*Exercise details*: Your job is to write out each record exactly, leaving none out.

*Study material*:

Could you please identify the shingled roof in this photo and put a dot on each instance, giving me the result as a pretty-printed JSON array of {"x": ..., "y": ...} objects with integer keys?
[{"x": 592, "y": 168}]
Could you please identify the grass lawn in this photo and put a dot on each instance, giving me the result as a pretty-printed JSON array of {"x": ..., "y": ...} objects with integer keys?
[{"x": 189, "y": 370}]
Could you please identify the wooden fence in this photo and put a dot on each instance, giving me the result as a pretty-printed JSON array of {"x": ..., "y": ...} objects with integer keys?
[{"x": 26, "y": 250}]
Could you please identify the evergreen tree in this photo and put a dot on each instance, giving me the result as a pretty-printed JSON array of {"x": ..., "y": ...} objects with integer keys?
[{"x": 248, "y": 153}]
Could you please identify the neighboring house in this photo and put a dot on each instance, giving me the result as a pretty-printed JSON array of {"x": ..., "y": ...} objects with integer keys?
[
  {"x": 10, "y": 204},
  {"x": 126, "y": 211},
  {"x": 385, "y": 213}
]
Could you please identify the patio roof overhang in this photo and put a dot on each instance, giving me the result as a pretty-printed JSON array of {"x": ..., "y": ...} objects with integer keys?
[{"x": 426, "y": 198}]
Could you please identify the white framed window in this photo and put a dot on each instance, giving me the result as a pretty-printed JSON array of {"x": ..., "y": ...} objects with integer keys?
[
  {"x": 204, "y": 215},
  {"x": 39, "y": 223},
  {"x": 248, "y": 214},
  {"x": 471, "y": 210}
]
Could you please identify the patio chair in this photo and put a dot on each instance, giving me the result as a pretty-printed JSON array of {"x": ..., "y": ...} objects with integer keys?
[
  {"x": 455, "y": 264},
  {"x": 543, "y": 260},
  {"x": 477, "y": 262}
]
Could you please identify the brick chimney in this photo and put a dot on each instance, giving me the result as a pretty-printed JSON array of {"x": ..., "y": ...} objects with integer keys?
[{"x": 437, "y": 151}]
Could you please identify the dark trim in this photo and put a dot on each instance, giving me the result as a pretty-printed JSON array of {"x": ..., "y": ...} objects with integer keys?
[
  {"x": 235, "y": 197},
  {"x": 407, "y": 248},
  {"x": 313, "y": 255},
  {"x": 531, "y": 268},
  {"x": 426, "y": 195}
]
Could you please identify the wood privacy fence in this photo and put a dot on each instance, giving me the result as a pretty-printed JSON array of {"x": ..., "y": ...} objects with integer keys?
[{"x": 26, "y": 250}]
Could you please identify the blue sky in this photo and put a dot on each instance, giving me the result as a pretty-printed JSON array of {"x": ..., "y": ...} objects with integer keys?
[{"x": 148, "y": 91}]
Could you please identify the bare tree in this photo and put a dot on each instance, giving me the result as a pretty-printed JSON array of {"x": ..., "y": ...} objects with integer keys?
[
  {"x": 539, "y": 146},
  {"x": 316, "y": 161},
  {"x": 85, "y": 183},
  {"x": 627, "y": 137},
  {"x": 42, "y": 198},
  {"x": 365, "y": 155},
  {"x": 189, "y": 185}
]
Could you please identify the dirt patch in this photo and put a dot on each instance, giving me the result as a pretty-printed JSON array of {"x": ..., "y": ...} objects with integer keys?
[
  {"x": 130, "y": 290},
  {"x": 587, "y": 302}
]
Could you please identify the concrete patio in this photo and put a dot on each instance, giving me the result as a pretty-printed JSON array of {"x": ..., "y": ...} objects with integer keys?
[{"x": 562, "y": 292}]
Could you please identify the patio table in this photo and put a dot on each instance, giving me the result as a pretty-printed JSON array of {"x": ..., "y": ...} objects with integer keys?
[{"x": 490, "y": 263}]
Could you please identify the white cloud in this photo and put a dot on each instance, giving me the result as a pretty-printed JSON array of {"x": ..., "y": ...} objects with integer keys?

*Response box*:
Could you please identify the shingled roof in this photo and put a dot on each instance, giving me the result as a pretty-printed JSON array of {"x": ..., "y": ...} objects with integer keys?
[{"x": 592, "y": 168}]
Could you please identify the grass lawn in this photo and put a dot on each instance, giving me the result as a pretty-printed JSON array of {"x": ..., "y": ...} objects with integer keys?
[{"x": 189, "y": 370}]
Could you please identify the wooden fence in this photo and put a dot on each instance, giving me the result as a pretty-printed JSON array of {"x": ..., "y": ...} objects with integer keys?
[{"x": 26, "y": 250}]
Could you please identify the evergreen tree in this photo and put a dot on each instance, giving me the result as a pretty-printed JSON array of {"x": ..., "y": ...} objects with integer keys?
[{"x": 248, "y": 153}]
Could you please identify the neighboring house in this photo and put a dot on each instance, giving me the result as a pretty-printed JSON array of {"x": ..., "y": ...} objects with integer keys?
[
  {"x": 10, "y": 204},
  {"x": 126, "y": 211},
  {"x": 385, "y": 213}
]
Could you please identify the patio roof overhang in this photo and put a dot on each instance, giving me the result as a pretty-printed JSON array of {"x": ..., "y": ...} objects with integer keys?
[{"x": 426, "y": 198}]
Could you please identify the white framed window in this photo and put a dot on each instance, giving me the result as a pretty-printed JSON array of {"x": ..., "y": ...} objects with integer keys?
[
  {"x": 204, "y": 215},
  {"x": 39, "y": 223},
  {"x": 248, "y": 214},
  {"x": 471, "y": 210}
]
Could you please identify the patio chair in this photo and put a dot on each instance, giving me the result as a pretty-printed JSON array of {"x": ..., "y": ...} objects with integer keys?
[
  {"x": 455, "y": 264},
  {"x": 543, "y": 260},
  {"x": 477, "y": 262}
]
Could you please identify the brick chimney in this photo and put a dot on each instance, giving me the result as a pretty-printed JSON array of {"x": ..., "y": ...} objects with integer keys?
[{"x": 437, "y": 151}]
Could you please identify the dark trim in this photo and put a dot on each instance, giving me the result as a pretty-printed JSON array of {"x": ..., "y": ...} objects with integer keys?
[
  {"x": 235, "y": 197},
  {"x": 407, "y": 248},
  {"x": 313, "y": 255},
  {"x": 531, "y": 268},
  {"x": 426, "y": 195}
]
Could you please identify the wood privacy fence in this photo and put a dot on each instance, giving me the result as a pretty-printed JSON array of {"x": ..., "y": ...} objects with integer keys?
[{"x": 26, "y": 250}]
Could you please identify the blue sky in this photo and put a dot on each instance, giving me the result as a pretty-printed JSON array of {"x": ..., "y": ...} objects with integer keys?
[{"x": 148, "y": 91}]
Could you please identify the bare tree in this photo and put a dot on each instance, giving me the result as a pretty-printed JSON array of {"x": ..., "y": ...} objects with integer keys?
[
  {"x": 539, "y": 146},
  {"x": 316, "y": 161},
  {"x": 85, "y": 183},
  {"x": 627, "y": 137},
  {"x": 42, "y": 198},
  {"x": 365, "y": 155},
  {"x": 189, "y": 185}
]
Could you please identify the dirt patch in this photo and put a dot on each instance, giving me the result as a pretty-printed JSON array of {"x": ..., "y": ...} objects with integer keys?
[
  {"x": 130, "y": 290},
  {"x": 587, "y": 302}
]
Could you please identify the concrete patio in this photo and put a dot on each instance, giving me the result as a pretty-printed JSON array of {"x": ..., "y": ...} objects with integer keys?
[{"x": 562, "y": 292}]
Could you please identify the patio table in this photo and put a dot on each instance, giving me the result as a pretty-printed JSON array of {"x": ..., "y": ...} objects with integer keys?
[{"x": 490, "y": 263}]
Could you please identify the white cloud in this photo and put a dot on each instance, giving me the result as a pretty-printed JSON array of {"x": ..., "y": ...} objects with integer keys?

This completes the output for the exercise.